_ИСХОДНЫЙ ТЕКСТ_
···
На прямой вопрос автора этих строк, случалось ли Окуджаве во время войны стрелять в людей, видеть убитых им немцев, – он ответил: никогда. «К счастью, я был минометчиком. Мины взрывались далеко. Иначе бы мне, наверное, во сне являлись эти люди.» О случае с Афонькой Дергачом он не упомянул и тогда. Закончилась эта история все равно грустно: Афонька не простил парторгова сынка. «И неизвестно, где искать Афоньку Дергача. Он прочитает ему свое стихотворение, и Афонька скажет, тараща синие глаза: „Вот здорово, мать твою!.. Ух ты!..“ Федор Крутов говорит: "Афонька твой жив-здоров и на стройке ударник, во как! Будь спокоен… " А Афонька скажет: "Ну, ты меня совсем было убил… Кровь те-кет… эх, думаю… " А Ванванч скажет: "Афонька, ты мой самый любимый друг!.. Ты просто замечательный герой…»
Так незаметно он очутился возле Дворца культуры. В этот момент широкие двери его со скрипом распахнулись, и повалила серая шумная толпа. Ванванч понял, что кончилось кино или собрание. И когда эта толпа рассеялась, он увидел Афоньку… Афонька медленно спускался с крыльца, и был он все в той же знакомой серой рубахе навыпуск, как тогда, перед смертью. "Вот!.. – мелькнуло в голове Ванванча. – Вот он… Афоня!.. " – "Афонька!.. " – крикнул он и, расставив руки, побежал навстречу другу. Побежал, побежал и уже изготовился обхватить его, и выкрикивать нелепые, подогретые любовью слова, и прижаться к тому месту, где чернела недавно зловещая дырочка… "Ух ты, мать твою… " И они сошлись, и тяжелый костлявый кулак Афоньки врезался в лицо Ванванча… Ванванч упал и замер. Так он пролежал с полминуты.
···
_ЛИСТИНГ ДАННЫХ_
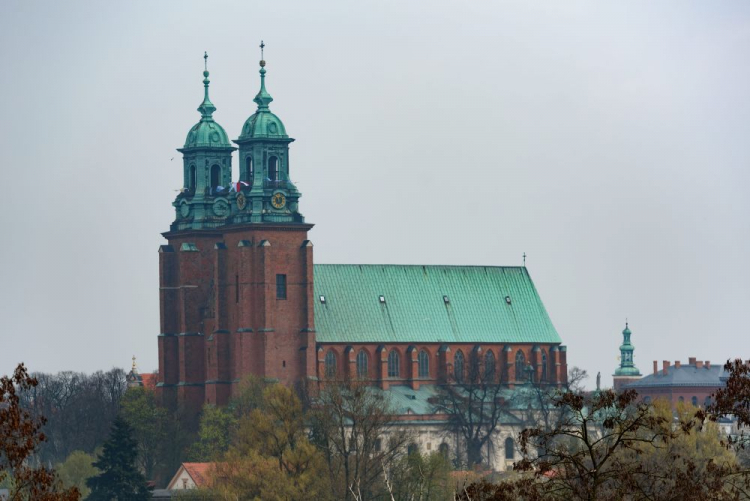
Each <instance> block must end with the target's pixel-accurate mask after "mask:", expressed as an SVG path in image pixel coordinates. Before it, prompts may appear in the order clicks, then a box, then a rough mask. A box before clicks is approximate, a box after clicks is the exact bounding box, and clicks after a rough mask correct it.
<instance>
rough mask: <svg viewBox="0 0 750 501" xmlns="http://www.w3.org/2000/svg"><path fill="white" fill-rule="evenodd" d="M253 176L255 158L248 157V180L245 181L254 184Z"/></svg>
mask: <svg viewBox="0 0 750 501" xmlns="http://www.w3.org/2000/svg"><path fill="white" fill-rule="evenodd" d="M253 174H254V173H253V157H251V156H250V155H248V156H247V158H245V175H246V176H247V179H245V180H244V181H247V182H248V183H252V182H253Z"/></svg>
···
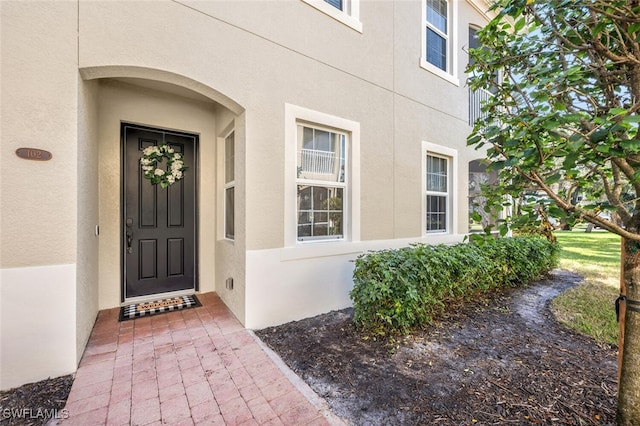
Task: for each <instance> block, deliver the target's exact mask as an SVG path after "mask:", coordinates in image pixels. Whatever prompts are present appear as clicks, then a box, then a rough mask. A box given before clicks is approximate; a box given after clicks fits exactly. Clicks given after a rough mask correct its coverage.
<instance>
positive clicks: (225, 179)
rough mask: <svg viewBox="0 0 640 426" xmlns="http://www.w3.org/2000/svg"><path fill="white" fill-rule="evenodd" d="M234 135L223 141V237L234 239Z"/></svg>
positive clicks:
···
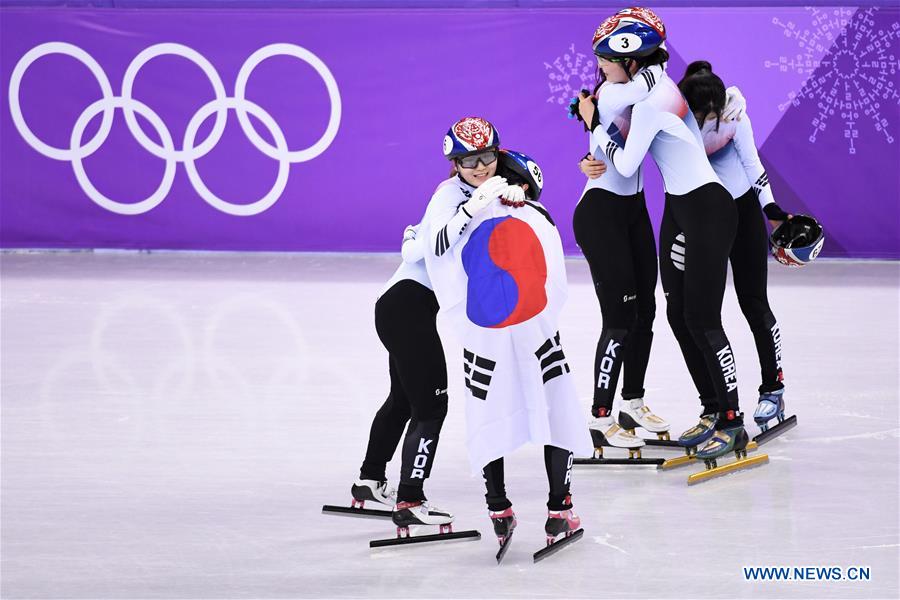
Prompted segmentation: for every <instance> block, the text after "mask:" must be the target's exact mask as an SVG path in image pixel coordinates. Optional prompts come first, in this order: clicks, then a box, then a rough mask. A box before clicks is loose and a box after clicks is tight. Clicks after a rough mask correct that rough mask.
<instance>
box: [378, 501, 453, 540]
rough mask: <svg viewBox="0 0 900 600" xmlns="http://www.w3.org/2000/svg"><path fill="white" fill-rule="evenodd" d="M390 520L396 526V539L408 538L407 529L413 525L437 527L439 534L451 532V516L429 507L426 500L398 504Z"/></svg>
···
Кем, по словам самого Окуджавы в исходном тексте, он был на войне? Листинг представляет собой отдельный материал, не связанный с исходным текстом.

_ОТВЕТ НА ЗАДАНИЕ_
Окуджава был минометчиком.